## Your objective
Look below for the line with "Point to the sky". Retype it and every line after it to the end, exactly, but leave out the pictures.

## Materials provided
------------------------------------------------

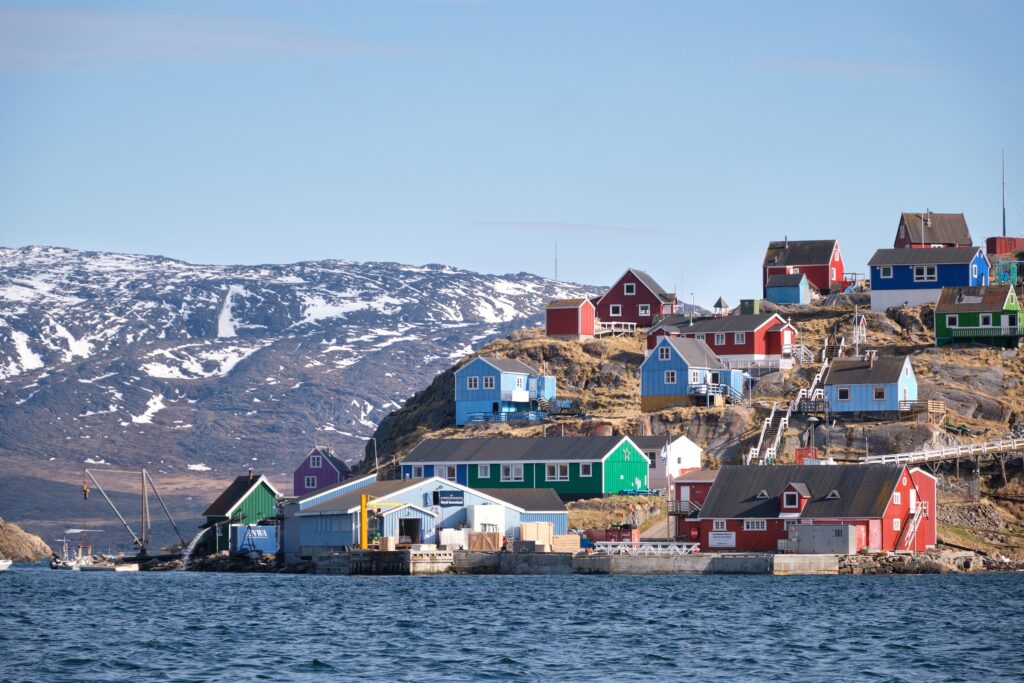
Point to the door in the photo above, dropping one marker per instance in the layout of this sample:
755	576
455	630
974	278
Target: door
409	530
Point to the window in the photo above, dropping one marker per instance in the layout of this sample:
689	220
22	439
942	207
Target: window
925	273
511	472
557	472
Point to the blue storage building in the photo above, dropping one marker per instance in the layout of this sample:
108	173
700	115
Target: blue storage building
680	371
787	289
915	276
501	389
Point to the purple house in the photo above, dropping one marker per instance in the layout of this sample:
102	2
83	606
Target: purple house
321	468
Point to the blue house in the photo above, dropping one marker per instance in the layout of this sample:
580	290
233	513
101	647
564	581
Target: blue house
914	276
414	510
787	288
681	371
872	386
501	389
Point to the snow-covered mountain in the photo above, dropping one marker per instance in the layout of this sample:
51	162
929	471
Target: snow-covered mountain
146	360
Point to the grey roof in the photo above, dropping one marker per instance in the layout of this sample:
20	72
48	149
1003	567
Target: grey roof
883	370
799	252
349	500
864	491
509	366
695	352
924	256
530	500
786	280
943	228
537	450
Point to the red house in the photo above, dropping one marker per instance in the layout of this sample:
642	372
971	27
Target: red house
820	260
569	318
635	299
925	230
762	339
754	509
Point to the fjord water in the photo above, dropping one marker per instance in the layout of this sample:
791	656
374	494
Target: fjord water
177	626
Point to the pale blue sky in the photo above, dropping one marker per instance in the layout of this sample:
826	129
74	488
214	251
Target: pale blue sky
673	136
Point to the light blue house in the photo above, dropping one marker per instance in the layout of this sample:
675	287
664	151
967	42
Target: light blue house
915	276
787	288
680	371
414	510
501	389
875	386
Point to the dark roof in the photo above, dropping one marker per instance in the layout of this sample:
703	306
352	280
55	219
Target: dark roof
799	252
237	491
681	324
695	352
530	500
942	228
787	280
924	256
509	366
349	500
652	285
512	450
969	299
884	370
864	491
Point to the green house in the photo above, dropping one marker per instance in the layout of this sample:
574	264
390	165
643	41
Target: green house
978	314
249	500
576	467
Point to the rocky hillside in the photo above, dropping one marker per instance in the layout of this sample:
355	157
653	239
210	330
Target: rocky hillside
20	546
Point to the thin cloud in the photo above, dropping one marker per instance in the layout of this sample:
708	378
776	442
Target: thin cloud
38	40
577	228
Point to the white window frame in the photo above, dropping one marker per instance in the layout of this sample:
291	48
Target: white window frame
511	472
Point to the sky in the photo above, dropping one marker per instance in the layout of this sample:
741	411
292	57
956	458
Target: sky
677	137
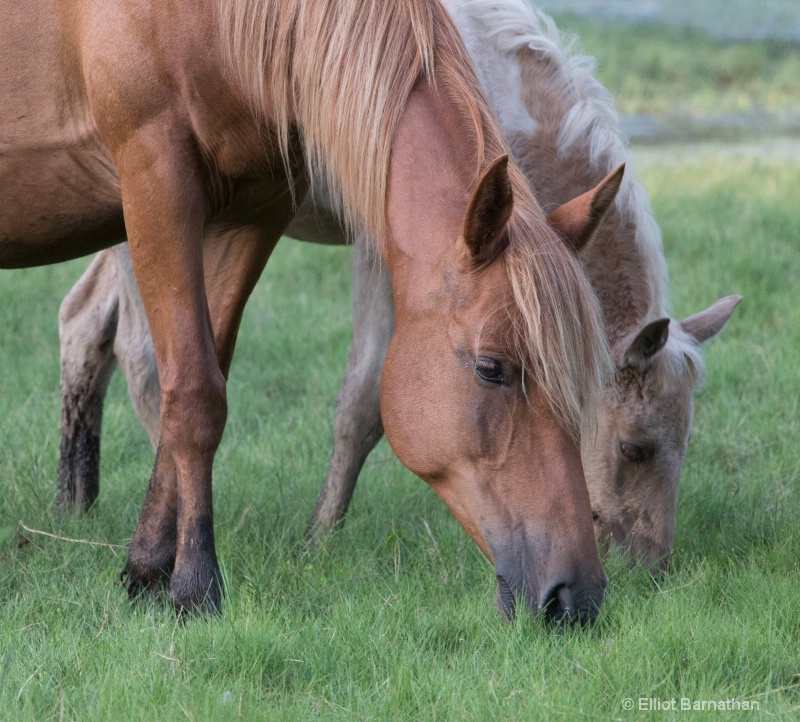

------------------------------------------------

## Answer to the problem
Point to the sky in the photo above, dropping one marker per instance in the layout of this sample:
741	411
292	57
956	458
Target: sky
677	137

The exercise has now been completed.